:: Record set ::
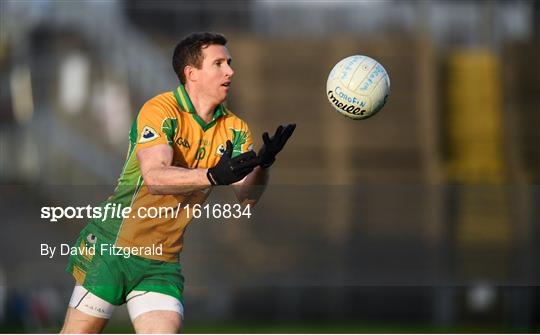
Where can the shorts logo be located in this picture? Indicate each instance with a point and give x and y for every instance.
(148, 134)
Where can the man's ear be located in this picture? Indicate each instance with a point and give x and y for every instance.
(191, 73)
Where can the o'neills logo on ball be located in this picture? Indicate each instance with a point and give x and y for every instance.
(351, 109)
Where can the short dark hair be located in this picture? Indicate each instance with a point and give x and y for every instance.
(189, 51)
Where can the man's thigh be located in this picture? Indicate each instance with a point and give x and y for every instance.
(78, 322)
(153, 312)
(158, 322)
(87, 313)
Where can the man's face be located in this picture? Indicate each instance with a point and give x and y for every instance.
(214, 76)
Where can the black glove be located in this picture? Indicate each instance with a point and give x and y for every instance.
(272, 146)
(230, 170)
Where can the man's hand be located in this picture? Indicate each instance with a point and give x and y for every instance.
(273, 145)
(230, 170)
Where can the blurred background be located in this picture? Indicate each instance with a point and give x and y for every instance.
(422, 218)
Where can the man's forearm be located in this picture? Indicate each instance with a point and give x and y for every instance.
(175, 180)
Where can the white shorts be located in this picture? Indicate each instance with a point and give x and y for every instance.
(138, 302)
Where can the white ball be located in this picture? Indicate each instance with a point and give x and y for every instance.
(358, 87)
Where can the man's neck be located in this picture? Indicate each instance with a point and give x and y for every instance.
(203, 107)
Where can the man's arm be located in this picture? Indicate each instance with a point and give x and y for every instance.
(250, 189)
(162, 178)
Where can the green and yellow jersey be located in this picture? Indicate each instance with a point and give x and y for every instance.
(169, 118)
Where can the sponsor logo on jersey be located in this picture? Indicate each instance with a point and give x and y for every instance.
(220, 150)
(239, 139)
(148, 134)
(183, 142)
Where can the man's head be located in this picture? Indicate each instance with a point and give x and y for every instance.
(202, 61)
:::
:: Record set ::
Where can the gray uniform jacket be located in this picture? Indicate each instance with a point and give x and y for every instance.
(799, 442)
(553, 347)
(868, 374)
:::
What is asked
Which lines of the data above contain the word "ball"? Find and copy each one.

Right answer
Where can the o'neills logo on ball be located in this picture? Indicate each instance with a point and give x and y for every instance.
Where can the white ball be located in this picture? Indicate each instance with a point and give x and y for every instance.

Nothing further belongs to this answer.